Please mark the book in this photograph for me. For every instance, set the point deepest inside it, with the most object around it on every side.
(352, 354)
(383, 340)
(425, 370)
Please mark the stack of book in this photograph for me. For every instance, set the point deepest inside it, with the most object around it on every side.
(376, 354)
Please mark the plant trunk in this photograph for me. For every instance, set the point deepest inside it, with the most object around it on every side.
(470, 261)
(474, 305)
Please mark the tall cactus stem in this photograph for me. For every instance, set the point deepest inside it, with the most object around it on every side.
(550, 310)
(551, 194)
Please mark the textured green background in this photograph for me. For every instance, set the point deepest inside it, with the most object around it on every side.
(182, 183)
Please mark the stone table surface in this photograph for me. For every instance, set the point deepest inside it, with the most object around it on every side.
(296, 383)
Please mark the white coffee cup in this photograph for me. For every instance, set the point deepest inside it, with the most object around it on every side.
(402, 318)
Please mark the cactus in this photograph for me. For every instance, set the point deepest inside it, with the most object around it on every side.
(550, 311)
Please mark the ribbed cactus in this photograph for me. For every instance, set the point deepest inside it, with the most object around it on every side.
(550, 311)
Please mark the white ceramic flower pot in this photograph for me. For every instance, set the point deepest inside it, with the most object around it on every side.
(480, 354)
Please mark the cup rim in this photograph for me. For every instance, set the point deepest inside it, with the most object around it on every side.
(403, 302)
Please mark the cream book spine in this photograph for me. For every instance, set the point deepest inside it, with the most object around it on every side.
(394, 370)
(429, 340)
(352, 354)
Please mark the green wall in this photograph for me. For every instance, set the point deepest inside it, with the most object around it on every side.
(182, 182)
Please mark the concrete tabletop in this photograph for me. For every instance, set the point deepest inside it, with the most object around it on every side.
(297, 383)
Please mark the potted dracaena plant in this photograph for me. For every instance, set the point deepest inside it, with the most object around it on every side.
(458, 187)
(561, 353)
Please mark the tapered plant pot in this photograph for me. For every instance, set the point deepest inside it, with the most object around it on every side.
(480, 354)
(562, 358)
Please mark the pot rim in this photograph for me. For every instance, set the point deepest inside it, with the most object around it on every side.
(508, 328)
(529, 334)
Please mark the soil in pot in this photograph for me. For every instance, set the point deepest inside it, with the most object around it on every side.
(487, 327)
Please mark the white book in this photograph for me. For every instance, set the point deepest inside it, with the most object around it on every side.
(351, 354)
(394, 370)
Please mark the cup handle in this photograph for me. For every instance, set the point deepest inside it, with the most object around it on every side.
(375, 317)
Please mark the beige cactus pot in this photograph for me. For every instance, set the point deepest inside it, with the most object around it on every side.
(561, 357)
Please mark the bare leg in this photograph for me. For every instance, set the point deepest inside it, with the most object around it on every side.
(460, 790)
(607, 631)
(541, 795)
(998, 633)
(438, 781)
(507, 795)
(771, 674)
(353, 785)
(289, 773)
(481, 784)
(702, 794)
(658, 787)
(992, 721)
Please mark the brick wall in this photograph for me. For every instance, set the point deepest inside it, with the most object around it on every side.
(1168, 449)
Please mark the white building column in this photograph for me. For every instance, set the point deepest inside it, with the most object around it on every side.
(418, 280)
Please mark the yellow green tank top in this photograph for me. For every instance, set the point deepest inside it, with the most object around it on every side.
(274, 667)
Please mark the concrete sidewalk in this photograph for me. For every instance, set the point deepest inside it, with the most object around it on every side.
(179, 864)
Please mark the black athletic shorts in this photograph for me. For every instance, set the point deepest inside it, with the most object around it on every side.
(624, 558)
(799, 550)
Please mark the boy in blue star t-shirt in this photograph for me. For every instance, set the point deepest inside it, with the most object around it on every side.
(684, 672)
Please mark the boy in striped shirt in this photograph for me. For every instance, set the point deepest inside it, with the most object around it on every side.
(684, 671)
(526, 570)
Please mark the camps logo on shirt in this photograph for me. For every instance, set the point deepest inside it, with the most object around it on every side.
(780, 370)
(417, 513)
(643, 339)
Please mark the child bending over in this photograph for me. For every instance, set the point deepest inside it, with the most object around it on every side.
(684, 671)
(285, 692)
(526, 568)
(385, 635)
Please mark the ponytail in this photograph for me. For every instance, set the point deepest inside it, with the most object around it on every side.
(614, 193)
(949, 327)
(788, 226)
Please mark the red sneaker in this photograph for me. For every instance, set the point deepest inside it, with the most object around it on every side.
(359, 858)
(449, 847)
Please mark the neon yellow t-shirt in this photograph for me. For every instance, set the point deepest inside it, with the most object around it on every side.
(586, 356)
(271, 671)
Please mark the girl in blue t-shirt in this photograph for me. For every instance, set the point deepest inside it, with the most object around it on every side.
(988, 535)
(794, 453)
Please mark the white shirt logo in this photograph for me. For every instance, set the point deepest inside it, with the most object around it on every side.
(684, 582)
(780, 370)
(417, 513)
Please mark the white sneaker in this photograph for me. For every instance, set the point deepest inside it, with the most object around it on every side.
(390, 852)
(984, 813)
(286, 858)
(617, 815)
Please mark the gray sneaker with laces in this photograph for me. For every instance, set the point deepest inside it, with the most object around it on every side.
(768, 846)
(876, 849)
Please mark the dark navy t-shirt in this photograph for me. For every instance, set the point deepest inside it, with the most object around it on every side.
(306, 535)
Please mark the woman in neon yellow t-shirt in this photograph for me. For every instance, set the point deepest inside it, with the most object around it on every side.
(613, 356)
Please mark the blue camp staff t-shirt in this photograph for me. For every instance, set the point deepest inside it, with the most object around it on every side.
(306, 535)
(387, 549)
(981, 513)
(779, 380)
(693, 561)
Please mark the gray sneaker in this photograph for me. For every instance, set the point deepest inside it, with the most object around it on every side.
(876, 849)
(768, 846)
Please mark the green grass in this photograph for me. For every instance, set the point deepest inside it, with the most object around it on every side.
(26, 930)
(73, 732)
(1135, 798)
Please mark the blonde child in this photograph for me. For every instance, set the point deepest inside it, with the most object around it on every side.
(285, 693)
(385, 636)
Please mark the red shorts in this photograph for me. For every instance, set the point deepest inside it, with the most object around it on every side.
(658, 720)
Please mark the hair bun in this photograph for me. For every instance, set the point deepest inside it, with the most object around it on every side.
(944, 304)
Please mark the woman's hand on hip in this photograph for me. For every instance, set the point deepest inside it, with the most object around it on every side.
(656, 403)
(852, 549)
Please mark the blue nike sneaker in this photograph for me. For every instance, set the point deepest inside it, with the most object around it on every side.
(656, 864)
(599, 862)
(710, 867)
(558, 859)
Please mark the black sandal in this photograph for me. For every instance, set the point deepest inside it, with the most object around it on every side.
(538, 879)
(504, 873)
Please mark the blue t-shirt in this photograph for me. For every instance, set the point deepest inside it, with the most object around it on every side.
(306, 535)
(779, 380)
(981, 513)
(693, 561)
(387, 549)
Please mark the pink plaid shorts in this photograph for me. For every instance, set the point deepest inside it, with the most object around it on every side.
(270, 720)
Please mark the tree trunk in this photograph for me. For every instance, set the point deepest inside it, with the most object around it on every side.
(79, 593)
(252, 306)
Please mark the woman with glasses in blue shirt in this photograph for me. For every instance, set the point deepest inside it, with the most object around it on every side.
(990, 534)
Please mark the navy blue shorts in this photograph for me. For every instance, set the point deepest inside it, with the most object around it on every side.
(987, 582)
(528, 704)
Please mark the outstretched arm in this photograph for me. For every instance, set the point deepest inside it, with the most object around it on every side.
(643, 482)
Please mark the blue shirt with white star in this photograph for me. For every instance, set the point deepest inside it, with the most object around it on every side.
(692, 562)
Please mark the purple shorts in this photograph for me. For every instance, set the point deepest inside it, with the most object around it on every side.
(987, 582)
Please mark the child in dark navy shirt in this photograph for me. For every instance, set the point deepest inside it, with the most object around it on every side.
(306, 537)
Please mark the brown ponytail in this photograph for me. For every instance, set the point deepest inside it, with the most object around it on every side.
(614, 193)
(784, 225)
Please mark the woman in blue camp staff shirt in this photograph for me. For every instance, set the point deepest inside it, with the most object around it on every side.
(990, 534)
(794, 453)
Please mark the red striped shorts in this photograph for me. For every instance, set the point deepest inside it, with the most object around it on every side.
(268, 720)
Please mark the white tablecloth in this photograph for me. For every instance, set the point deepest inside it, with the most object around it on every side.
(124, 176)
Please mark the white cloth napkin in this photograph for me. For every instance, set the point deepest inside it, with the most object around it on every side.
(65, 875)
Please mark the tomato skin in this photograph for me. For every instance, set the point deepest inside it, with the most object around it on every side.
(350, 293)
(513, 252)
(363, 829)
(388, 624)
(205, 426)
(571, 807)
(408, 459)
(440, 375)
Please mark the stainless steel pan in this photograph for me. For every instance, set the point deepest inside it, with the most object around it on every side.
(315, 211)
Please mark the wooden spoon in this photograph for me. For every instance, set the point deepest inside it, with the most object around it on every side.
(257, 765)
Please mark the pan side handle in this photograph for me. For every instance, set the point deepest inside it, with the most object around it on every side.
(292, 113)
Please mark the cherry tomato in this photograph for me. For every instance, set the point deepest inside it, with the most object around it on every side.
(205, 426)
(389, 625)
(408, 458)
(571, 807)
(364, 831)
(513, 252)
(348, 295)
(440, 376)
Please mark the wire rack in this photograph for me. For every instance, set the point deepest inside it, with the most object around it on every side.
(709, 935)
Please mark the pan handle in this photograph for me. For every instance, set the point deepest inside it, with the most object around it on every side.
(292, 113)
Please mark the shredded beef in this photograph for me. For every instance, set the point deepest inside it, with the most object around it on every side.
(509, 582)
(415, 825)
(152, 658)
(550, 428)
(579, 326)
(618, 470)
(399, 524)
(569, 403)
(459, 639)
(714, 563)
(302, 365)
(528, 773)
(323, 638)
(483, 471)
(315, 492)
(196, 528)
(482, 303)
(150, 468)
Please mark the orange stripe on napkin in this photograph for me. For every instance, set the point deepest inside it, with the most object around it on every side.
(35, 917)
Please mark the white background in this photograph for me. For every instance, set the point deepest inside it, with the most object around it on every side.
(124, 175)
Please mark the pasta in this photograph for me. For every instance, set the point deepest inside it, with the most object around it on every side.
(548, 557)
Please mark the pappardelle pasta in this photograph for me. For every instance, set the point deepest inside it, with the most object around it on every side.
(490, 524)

★ ★ ★

- Task requirements: Starting at the line that holds "Please mark the orange", set down each line exactly through the last line of the records above, and no others.

- Solution:
Please mark the orange stripe on napkin in this photograph for me. For every instance, set the point deepest inside it, with the most object around it on every side.
(35, 917)
Please mark the white background in this photograph for me. For every instance, set the point deepest inside it, with the most object around it on every side.
(124, 175)
Please mark the pasta in this photograph for me. For every instance, set the point deepest inside it, with the most object around it on every side.
(548, 557)
Please mark the pappardelle pasta in this photograph for me. For every instance, set the point deepest inside it, with the most object around it on every side.
(490, 524)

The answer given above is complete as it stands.